■ Recorded data ■
>>>>
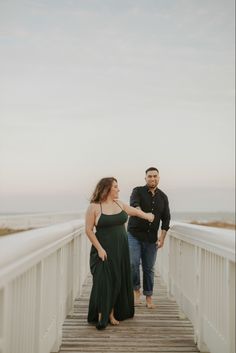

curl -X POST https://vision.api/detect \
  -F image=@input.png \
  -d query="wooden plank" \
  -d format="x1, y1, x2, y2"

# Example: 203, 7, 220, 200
57, 275, 199, 353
<<<<
■ Objective ■
Reproduce every row above word for word, leaving out the pictures.

■ Answer to this problem ■
curl -X POST https://vision.api/detect \
  -F image=@input.png \
  -d query="wooden plank" \
  -d format="x1, y1, x2, y2"

# Example: 203, 7, 220, 200
57, 275, 199, 353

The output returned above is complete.